Entries for bounding box labeling:

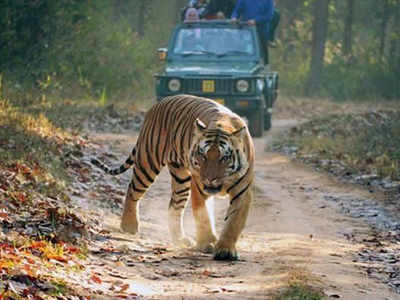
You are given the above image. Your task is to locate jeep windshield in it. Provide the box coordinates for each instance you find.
[173,27,256,57]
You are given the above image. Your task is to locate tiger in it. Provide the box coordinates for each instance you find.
[91,95,255,260]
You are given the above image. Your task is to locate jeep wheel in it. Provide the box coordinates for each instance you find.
[264,112,271,130]
[249,110,264,137]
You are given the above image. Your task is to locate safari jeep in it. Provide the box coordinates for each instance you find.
[155,20,278,137]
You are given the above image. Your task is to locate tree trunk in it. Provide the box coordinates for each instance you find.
[343,0,354,56]
[389,3,400,75]
[277,0,302,62]
[379,0,390,59]
[136,0,149,37]
[305,0,329,96]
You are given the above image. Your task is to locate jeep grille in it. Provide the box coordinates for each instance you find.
[186,78,232,94]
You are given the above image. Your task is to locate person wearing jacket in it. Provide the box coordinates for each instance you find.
[231,0,274,63]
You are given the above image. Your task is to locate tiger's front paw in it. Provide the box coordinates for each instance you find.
[174,236,194,248]
[196,235,217,253]
[121,220,139,234]
[214,244,239,260]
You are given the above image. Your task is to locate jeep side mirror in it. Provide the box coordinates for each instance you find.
[157,48,168,61]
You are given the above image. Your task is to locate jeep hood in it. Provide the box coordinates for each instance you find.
[165,61,262,77]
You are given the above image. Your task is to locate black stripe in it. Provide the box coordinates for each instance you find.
[231,183,251,205]
[175,187,190,195]
[129,182,146,194]
[194,181,208,197]
[169,161,181,169]
[137,164,154,183]
[133,168,149,189]
[235,150,242,173]
[226,168,250,193]
[171,198,188,204]
[147,151,160,175]
[169,172,192,184]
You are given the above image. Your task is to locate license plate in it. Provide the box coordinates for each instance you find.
[214,98,225,105]
[203,80,215,93]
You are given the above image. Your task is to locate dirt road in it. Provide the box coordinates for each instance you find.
[83,120,400,300]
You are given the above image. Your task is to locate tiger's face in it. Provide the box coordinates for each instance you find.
[190,120,248,195]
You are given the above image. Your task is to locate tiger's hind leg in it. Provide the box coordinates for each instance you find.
[121,165,157,234]
[168,164,193,247]
[191,179,217,253]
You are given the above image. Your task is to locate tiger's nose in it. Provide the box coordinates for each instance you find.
[204,178,220,187]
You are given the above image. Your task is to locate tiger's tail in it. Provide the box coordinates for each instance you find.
[90,147,136,176]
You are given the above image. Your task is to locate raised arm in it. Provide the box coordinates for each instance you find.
[255,0,274,24]
[231,0,243,19]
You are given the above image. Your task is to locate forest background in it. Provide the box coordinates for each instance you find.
[0,0,400,101]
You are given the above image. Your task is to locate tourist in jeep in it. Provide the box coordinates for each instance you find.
[231,0,274,64]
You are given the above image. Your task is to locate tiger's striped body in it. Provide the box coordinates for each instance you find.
[92,95,254,259]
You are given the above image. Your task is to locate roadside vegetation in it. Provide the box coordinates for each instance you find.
[271,100,400,190]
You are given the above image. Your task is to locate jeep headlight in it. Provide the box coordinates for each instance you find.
[236,79,250,93]
[257,78,265,92]
[168,78,181,92]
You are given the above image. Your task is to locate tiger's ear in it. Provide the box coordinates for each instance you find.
[231,126,246,139]
[195,119,207,132]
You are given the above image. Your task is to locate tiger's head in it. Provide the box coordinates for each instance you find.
[190,119,249,195]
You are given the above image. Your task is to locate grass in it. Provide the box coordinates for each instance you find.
[274,284,324,300]
[273,268,324,300]
[274,109,400,181]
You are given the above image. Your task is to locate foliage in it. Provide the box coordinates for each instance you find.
[0,0,400,103]
[0,0,162,100]
[277,111,400,181]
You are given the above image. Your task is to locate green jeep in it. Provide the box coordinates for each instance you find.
[155,20,278,137]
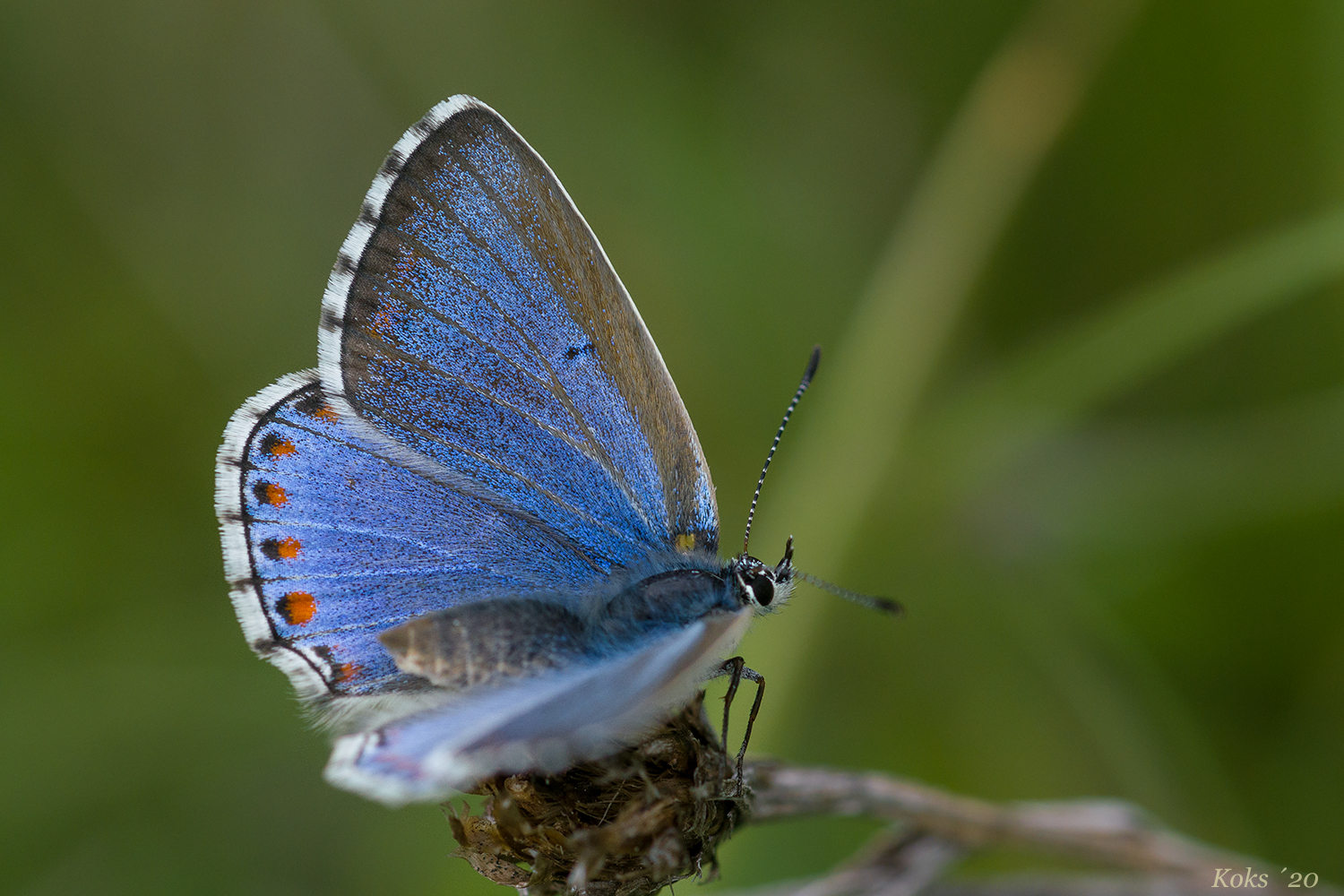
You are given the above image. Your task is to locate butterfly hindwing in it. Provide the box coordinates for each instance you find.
[327,610,752,805]
[320,97,718,568]
[218,372,610,730]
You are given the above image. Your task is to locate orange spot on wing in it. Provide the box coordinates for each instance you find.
[261,538,303,560]
[276,591,317,626]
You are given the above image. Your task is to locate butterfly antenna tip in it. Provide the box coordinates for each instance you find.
[795,571,906,616]
[742,345,822,555]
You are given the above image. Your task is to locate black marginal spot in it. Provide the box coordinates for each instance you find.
[295,391,336,422]
[564,342,593,361]
[261,433,295,457]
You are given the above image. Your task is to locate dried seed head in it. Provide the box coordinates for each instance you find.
[449,694,749,896]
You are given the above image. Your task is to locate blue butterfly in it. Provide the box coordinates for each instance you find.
[217,95,876,805]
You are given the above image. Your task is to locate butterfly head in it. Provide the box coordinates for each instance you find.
[728,538,795,613]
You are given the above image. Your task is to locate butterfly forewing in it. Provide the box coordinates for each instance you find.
[322,98,718,568]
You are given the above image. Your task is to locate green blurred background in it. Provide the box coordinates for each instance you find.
[0,0,1344,895]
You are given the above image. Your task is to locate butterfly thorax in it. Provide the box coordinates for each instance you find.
[379,555,793,692]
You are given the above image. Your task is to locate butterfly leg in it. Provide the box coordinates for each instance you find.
[710,657,765,793]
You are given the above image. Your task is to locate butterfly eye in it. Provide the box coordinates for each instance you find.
[738,571,774,607]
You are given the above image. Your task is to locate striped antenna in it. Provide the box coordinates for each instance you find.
[742,345,822,554]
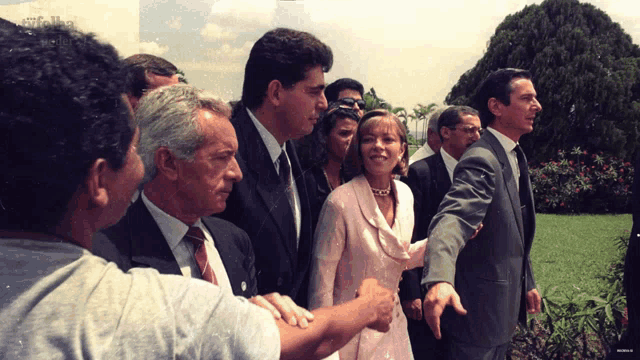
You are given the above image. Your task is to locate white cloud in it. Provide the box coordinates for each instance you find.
[211,0,277,31]
[140,41,169,56]
[200,23,237,41]
[165,16,182,30]
[207,41,253,60]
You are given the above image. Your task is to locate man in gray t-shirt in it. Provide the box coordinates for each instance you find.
[0,26,394,360]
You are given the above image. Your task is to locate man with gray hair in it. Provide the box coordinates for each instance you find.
[409,107,447,166]
[93,85,311,326]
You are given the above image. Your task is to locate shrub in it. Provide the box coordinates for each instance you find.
[529,147,633,214]
[507,235,629,360]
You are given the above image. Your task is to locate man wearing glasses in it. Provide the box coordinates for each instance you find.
[324,78,365,117]
[400,106,482,359]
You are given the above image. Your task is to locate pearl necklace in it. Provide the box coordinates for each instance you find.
[371,183,391,196]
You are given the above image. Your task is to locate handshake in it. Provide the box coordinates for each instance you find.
[356,279,397,332]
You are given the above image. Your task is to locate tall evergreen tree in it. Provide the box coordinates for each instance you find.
[445,0,640,161]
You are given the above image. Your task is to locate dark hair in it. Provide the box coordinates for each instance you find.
[345,109,409,180]
[295,103,360,170]
[242,28,333,110]
[324,78,364,102]
[472,68,531,128]
[438,105,479,141]
[0,26,134,231]
[124,54,178,98]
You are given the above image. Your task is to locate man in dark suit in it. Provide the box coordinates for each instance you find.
[422,69,542,359]
[400,106,482,359]
[124,54,180,110]
[93,86,257,298]
[219,28,333,307]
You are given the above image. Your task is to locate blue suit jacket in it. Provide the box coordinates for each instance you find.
[216,108,313,307]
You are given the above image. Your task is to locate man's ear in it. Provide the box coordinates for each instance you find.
[266,80,284,106]
[487,98,504,116]
[440,126,451,140]
[153,146,178,181]
[86,158,113,208]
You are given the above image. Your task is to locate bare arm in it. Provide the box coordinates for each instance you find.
[277,279,394,359]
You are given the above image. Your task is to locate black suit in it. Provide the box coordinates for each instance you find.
[400,152,451,359]
[218,108,313,307]
[92,197,257,298]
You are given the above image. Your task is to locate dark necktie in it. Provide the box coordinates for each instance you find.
[514,145,532,238]
[278,150,295,212]
[184,226,218,285]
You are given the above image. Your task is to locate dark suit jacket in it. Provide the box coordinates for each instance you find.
[422,131,535,347]
[217,108,313,307]
[92,197,257,298]
[400,152,451,300]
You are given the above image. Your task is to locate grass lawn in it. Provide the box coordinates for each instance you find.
[531,214,632,295]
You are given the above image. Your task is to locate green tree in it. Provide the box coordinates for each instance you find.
[445,0,640,161]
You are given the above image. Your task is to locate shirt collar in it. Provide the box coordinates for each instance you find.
[440,148,458,182]
[487,126,518,153]
[140,191,206,250]
[247,108,284,163]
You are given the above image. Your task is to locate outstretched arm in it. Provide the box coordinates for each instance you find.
[277,279,394,359]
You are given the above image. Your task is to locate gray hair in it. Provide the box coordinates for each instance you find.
[135,84,231,182]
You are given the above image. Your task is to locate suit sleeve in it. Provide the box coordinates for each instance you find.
[309,197,347,309]
[422,147,500,287]
[241,231,258,297]
[399,165,430,301]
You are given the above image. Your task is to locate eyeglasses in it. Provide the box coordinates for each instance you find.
[447,126,484,136]
[338,98,367,109]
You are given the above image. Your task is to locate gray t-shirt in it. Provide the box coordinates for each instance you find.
[0,239,280,360]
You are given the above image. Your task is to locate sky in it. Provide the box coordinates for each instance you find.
[0,0,640,118]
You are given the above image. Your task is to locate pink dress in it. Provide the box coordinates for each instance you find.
[309,175,427,360]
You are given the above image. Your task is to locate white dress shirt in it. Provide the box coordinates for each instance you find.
[141,191,233,292]
[487,126,520,191]
[409,143,435,166]
[247,109,302,247]
[440,148,458,183]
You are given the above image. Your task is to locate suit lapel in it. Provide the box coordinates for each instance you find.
[434,152,451,195]
[483,131,525,248]
[234,108,298,269]
[129,197,182,275]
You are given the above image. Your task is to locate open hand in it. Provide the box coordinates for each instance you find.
[402,299,422,320]
[249,293,313,329]
[424,282,467,340]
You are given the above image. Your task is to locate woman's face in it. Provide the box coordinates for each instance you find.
[360,120,405,176]
[327,118,358,163]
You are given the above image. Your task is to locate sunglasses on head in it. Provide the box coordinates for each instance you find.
[338,98,366,109]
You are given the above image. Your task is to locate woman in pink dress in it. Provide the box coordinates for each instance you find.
[309,110,427,360]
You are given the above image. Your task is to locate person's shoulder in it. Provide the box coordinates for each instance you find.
[202,216,250,243]
[393,180,413,198]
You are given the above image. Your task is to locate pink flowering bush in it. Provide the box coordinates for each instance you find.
[529,147,633,214]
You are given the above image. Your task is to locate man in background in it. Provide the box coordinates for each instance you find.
[324,78,365,117]
[409,108,446,166]
[422,69,542,360]
[400,106,482,359]
[0,23,393,360]
[124,54,180,110]
[219,28,333,307]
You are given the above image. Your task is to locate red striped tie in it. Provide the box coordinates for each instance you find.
[185,226,218,285]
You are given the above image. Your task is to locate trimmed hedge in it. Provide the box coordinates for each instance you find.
[529,147,633,214]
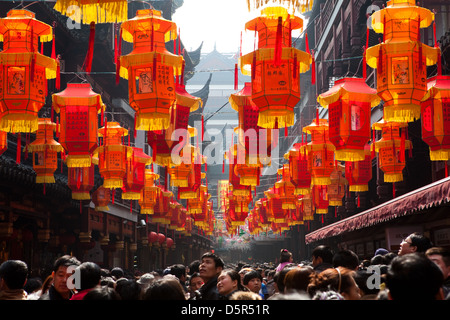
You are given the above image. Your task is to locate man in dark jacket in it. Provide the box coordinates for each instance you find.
[199,252,224,300]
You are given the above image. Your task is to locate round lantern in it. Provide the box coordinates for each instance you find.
[366,0,440,122]
[372,119,412,182]
[52,83,105,168]
[421,75,450,161]
[28,118,62,183]
[317,78,380,161]
[0,9,59,133]
[119,10,183,131]
[239,7,312,128]
[122,147,152,200]
[94,122,132,189]
[300,119,335,185]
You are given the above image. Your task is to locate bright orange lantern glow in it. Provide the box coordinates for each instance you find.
[239,7,312,128]
[366,0,440,122]
[52,83,105,168]
[422,75,450,161]
[0,10,58,133]
[317,78,380,161]
[120,10,183,131]
[28,118,62,183]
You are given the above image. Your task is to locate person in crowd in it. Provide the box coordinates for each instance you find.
[307,267,361,300]
[425,247,450,297]
[386,252,444,300]
[199,252,224,300]
[217,269,244,300]
[0,260,28,300]
[311,245,334,273]
[275,249,293,272]
[70,262,102,300]
[39,255,81,300]
[398,232,433,256]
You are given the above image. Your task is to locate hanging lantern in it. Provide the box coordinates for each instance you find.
[239,7,312,128]
[422,75,450,161]
[372,119,412,182]
[317,78,380,161]
[366,0,440,122]
[122,147,152,200]
[327,164,348,207]
[94,122,132,189]
[300,119,335,185]
[53,0,128,23]
[119,10,184,131]
[0,9,59,133]
[345,144,372,192]
[92,186,111,211]
[139,169,160,214]
[28,118,62,183]
[52,83,105,168]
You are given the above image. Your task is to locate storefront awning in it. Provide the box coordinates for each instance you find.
[305,177,450,244]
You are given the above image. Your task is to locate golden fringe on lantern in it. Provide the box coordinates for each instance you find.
[53,0,128,24]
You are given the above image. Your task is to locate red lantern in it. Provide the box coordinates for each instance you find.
[52,83,105,168]
[240,7,311,128]
[119,10,183,131]
[317,78,380,161]
[0,10,59,132]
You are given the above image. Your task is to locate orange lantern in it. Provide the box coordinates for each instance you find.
[0,10,59,132]
[372,119,412,182]
[92,186,111,211]
[422,75,450,161]
[345,145,372,192]
[119,9,184,131]
[366,0,440,122]
[139,169,160,214]
[94,122,132,189]
[28,118,62,183]
[300,119,335,185]
[52,83,105,168]
[317,78,380,161]
[122,147,152,200]
[239,7,312,128]
[53,0,128,23]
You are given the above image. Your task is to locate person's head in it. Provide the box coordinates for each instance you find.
[333,250,359,270]
[83,286,122,300]
[280,249,292,263]
[199,252,224,283]
[243,270,262,293]
[308,267,361,300]
[312,245,333,267]
[75,262,102,291]
[143,275,186,300]
[398,232,433,256]
[52,255,81,299]
[217,269,242,296]
[284,266,314,293]
[425,247,450,279]
[386,253,444,300]
[0,260,28,290]
[189,272,204,292]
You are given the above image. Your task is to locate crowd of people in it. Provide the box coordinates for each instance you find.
[0,233,450,300]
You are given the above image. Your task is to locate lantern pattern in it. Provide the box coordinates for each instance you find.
[366,0,440,122]
[28,118,62,183]
[122,147,152,200]
[317,78,380,161]
[0,10,59,133]
[52,83,106,168]
[372,119,412,182]
[239,7,312,128]
[421,75,450,161]
[119,10,183,131]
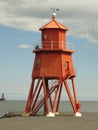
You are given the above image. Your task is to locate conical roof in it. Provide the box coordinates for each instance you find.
[39,17,68,31]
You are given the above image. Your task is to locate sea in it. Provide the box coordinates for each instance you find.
[0,100,98,115]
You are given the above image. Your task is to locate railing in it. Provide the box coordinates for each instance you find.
[34,41,74,50]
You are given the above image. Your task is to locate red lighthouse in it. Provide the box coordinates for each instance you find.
[25,12,81,116]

▶ Written request:
Copy out the stretch of the material above from the line containing "locate blue butterfly" through the line containing "[379,555,793,692]", reproducing every line without alteration.

▶ Correct result:
You are given the above image. Your task is to locate blue butterfly in it. Provide the box coordinates for each instance you find.
[217,95,876,805]
You are given the above image. Your task is to locate butterfly head in it. Provide the box coordinates for each instance you find.
[728,538,795,613]
You are given the above image. Your task is to locate butterfly forewing in it. Provide the box coordinates for each instance you find.
[322,98,718,568]
You are given the above image. Your task is to locate green blurred background in it. Provide the box coordinates for each instance you find.
[0,0,1344,895]
You are given the above image. Your task is to locate butterfly thorax in it. Provide the box coordinates for each instance you find.
[379,555,793,692]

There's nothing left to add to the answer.